◆ AIM OF THE EXERCISE
Rewrite the lines below, starting at the line containing "Mark the white" and ending at the last line, requests included. Multiply every coordinate in the answers by 1.85 and round to whole numbers with halves going up, but leave the sample points in the requests unchanged.

[Source records]
········
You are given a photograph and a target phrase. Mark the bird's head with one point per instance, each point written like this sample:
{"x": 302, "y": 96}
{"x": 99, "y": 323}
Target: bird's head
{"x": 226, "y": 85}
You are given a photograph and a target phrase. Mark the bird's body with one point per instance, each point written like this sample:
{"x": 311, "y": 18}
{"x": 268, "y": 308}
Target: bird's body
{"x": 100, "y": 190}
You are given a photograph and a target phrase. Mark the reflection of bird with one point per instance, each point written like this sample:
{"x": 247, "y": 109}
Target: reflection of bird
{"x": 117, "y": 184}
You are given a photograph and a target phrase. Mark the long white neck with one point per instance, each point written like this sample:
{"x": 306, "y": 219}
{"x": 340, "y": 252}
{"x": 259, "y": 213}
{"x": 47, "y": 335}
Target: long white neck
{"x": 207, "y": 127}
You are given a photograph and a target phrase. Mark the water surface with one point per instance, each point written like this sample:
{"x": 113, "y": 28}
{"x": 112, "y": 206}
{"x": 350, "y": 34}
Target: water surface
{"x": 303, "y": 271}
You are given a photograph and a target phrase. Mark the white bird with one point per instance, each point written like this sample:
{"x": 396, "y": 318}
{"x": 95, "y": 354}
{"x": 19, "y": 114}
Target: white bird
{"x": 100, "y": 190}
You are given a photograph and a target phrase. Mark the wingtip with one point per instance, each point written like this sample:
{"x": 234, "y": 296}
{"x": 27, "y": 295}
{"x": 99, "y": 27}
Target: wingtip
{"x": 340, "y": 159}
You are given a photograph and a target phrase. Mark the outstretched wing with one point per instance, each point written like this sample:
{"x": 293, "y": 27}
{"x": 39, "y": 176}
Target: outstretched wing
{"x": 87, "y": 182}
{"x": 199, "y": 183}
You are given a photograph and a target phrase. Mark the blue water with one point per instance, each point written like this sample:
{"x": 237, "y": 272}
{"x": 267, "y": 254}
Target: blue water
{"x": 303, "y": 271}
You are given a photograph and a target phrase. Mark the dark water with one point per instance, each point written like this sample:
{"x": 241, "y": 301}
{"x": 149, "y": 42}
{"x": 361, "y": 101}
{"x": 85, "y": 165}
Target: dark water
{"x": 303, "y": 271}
········
◆ RESULT FOR THIS EXERCISE
You are given a photograph and a target phrase. Mark the white bird with one point per instance, each point written like this sample:
{"x": 396, "y": 318}
{"x": 95, "y": 354}
{"x": 19, "y": 114}
Target: white bird
{"x": 185, "y": 352}
You are given a photograph and a target phrase. Mark the wingtip with one point per instance, each point written like this sample:
{"x": 234, "y": 296}
{"x": 27, "y": 295}
{"x": 99, "y": 27}
Target: wingtip
{"x": 629, "y": 294}
You are given a photograph and a target phrase. Mark the outstretched wing with one point per instance, each point written like this sample:
{"x": 293, "y": 27}
{"x": 39, "y": 176}
Target: outstretched wing
{"x": 161, "y": 337}
{"x": 368, "y": 339}
You are given a photograph and a target phrase. Mark the blue water with one point per instance, each point written like this sample:
{"x": 237, "y": 272}
{"x": 267, "y": 254}
Target: blue water
{"x": 561, "y": 501}
You are given a photograph and a target phrase. Mark the dark water with one point per instance, each point written like this sample:
{"x": 241, "y": 301}
{"x": 149, "y": 42}
{"x": 361, "y": 101}
{"x": 85, "y": 165}
Target: dark water
{"x": 561, "y": 501}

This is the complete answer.